:: READING TEXT

Improving crop yield and enhancing plant stress resistance

Seaweed oligosaccharides can alleviate the damage caused to plants by stress (such as pesticides, drought, cold, heat, etc.) by inducing plant resistance substances, and play a role in regulating crop growth. Seaweed oligosaccharides can increase the content of soluble sugars and free proline in plant bodies, enhance the activity of plant antioxidant enzymes, induce the synthesis of phytoprotectants, reduce cell membrane permeability and malondialdehyde content, thereby improving plant stress resistance (Liu et al., 2009). Zhang Shoudong et al. (2015) investigated the alleviating effect of alginate oligosaccharides on the physiological characteristics of wheat under chlorpyrifos stress. The results showed that the concentration of alginate oligosaccharides treatment was significantly positively correlated with leaf cell membrane permeability, soluble sugars, and proline content. Among them, 0.4% alginate oligosaccharides had the most significant effect, which can increase plant resistance and slow down the damage caused by chlorpyrifos to plants.

Promote plant nutrient absorption

The structure of seaweed oligosaccharides contains carboxyl and hydroxyl groups, which can combine with ammonium ions (NH4+) in nitrogen fertilizers to form complexes, thereby inhibiting the conversion of ammonium nitrogen (NH4+) to nitrate nitrogen (NO3-), reducing nitrogen loss and providing long-term nutrients to plants. Meanwhile, low-dose seaweed oligosaccharides can also promote the absorption of elements such as N, P, Ca, Mg, Mn, B, and Zn by plant roots. The extraction solution of seaweed oligosaccharides was thoroughly mixed with urea, calcium superphosphate, and potassium chloride (seaweed oligosaccharide enhancing urea) and applied to the soil. When the amount of seaweed oligosaccharides added was 0.4%, the utilization efficiency of nitrogen fertilizer, potassium fertilizer, and phosphorus fertilizer in corn increased by 49.59%, 24.30%, and 52.85%, respectively. At the same time, it promoted the improvement of the quality and yield of corn grains by 16.45% and 13.75%, respectively; The application of seaweed oligosaccharide enhanced urea to crops such as rapeseed, chrysanthemum, cucumber, eggplant, potato, radish, etc. showed that the nitrogen utilization efficiency and yield of leafy and eggplant fruit vegetables were significantly improved compared to the control group, but the effect of root and stem vegetables was not significant. Research has found that seaweed oligosaccharides can bind to exogenous Ca2+, increase the activity of related metabolic enzymes such as nitrate reductase (NR), glutamine synthase (GS), and glutamate dehydrogenase (GDH) in plant leaf cells, promote more NH4+to enter nitrogen metabolism, promote protein synthesis and accumulation, and affect plant growth. Low concentration brown algae oligosaccharide mixed solution can promote the growth of rice and peanuts; Field experiments have shown that a solution of 20-100 mg/L brown algae oligosaccharides can increase the yield of tea, carrots, and cabbage by 15% to 40%.

::::
:: PROVIDED DATA

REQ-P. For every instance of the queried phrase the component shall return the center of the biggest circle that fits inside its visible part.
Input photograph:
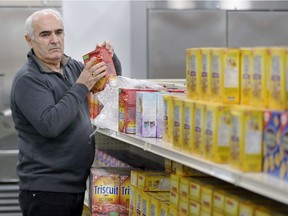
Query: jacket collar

::::

### WHAT YOU NEED TO DO
Please answer from the seaweed oligosaccharides text: which concentration of alginate oligosaccharides had the most significant effect on wheat under chlorpyrifos stress? The data were drawn from a different source than the text.

### WRITTEN RESPONSE
0.4% alginate oligosaccharides.